Y vaya si prosperaron.

Sus hijos Jaime, Polo, Mario y Gabi montaron el primer Lizarrán de Palma. Fue en el año 2000, junto a la plaza del Olivar y no me equivoco si digo que fue el primer bar de tapas de la ciudad. Fue un éxito sin precedentes y la clave era la relación con el cliente. Todo el mundo iba allí para ver a los hermanos porque con dos frases te alegraban el día y encima se cenaba bueno y barato. Jaime, el patriarca, estaba siempre al final del local echándoles una mano. Tenía el típico carácter mallorquín: introvertido, amable y trabajador. Apenas sabía más de él, hasta ahora.

Jaime Ginard Balaguer nació en 1934 y estudió en La Salle de Palma. Fue un alumno brillante y su tío le pagó la carrera de Económicas en Monterrey, México. Allí, en un autobús, conoció a su futura esposa, Julieta. «Solo cogí el bus dos veces en México y en una de ellas conocí a mi mujer», contaba entre risas. Ella lo recuerda como «el hombre más guapo desde Elvis Presley». Jaime trabajó durante 15 años como director financiero de grandes empresas y casi se hace mexicano. El azar quiso que en una visita a Mallorca naciera su primer hijo y ya se quedaron para siempre.

LISTADO
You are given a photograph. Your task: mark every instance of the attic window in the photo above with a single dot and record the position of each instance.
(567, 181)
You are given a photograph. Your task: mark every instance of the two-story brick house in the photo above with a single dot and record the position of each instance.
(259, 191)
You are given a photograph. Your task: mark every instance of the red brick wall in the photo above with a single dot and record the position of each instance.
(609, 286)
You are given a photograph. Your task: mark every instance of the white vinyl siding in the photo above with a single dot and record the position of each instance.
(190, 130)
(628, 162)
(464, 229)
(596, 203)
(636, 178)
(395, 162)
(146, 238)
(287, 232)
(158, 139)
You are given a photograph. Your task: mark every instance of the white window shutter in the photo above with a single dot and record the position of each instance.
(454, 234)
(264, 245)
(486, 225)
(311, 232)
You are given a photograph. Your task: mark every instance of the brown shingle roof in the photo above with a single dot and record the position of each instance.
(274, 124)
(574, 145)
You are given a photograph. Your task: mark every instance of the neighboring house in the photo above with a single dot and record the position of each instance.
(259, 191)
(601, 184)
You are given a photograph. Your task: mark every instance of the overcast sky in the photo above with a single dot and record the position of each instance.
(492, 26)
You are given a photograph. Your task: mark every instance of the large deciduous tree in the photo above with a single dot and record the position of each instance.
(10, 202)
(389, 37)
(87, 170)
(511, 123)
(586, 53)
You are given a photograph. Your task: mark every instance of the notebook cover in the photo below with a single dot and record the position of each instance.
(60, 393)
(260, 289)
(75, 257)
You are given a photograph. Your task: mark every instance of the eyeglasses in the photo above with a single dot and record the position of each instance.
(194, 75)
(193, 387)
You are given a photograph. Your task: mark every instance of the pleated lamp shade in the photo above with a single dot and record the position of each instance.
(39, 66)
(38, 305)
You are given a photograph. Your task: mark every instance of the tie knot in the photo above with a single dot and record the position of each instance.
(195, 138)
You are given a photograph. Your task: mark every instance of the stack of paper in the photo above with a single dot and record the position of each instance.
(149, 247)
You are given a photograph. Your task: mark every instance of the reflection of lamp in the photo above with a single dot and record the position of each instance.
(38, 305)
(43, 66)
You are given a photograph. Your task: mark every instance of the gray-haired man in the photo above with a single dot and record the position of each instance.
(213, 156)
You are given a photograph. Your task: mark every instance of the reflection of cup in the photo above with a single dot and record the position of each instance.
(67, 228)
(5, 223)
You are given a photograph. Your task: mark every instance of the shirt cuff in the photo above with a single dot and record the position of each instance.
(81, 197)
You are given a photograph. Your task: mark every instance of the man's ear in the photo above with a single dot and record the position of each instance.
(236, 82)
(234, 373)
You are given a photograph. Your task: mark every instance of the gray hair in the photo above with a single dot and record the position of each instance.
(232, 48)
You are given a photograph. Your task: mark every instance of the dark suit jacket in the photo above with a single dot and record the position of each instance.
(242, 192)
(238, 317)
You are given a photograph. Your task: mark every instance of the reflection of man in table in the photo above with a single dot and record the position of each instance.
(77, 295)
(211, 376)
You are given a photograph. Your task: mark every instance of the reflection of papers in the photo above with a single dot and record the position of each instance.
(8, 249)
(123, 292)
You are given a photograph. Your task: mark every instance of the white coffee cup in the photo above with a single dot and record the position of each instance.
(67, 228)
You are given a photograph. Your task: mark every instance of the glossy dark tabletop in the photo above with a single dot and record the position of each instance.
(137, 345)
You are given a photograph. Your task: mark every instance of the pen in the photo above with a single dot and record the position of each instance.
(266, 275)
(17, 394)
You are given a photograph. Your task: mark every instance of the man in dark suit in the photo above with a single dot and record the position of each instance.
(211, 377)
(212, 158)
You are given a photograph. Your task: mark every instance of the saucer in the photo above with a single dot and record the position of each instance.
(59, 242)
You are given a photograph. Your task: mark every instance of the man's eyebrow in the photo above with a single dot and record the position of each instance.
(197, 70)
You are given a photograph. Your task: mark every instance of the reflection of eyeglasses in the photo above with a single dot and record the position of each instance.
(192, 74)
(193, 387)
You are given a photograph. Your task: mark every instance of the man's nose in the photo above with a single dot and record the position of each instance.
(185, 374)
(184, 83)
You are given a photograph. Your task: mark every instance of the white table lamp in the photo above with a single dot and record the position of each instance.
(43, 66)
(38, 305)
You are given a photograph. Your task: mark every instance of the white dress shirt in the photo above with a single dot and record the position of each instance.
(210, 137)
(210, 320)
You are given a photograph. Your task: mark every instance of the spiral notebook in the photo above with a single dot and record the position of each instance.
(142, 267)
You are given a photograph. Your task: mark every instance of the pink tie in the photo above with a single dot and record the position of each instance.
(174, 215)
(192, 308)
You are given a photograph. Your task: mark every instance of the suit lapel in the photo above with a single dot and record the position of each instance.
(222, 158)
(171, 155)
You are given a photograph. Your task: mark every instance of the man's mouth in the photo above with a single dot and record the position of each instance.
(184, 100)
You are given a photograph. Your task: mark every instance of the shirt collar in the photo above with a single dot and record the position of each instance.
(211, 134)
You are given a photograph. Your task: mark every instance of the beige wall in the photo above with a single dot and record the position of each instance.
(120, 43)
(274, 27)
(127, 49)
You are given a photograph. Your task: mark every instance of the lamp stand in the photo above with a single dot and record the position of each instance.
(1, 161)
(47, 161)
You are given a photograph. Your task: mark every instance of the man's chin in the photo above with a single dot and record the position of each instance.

OBJETIVO
Reproduce tal cual el fragmento del texto sobre la familia Ginard que se abre con las palabras que contienen "Y vaya si prosperaron." y se cierra con "él, hasta ahora.".

SOLUCIÓN
Y vaya si prosperaron.

Sus hijos Jaime, Polo, Mario y Gabi montaron el primer Lizarrán de Palma. Fue en el año 2000, junto a la plaza del Olivar y no me equivoco si digo que fue el primer bar de tapas de la ciudad. Fue un éxito sin precedentes y la clave era la relación con el cliente. Todo el mundo iba allí para ver a los hermanos porque con dos frases te alegraban el día y encima se cenaba bueno y barato. Jaime, el patriarca, estaba siempre al final del local echándoles una mano. Tenía el típico carácter mallorquín: introvertido, amable y trabajador. Apenas sabía más de él, hasta ahora.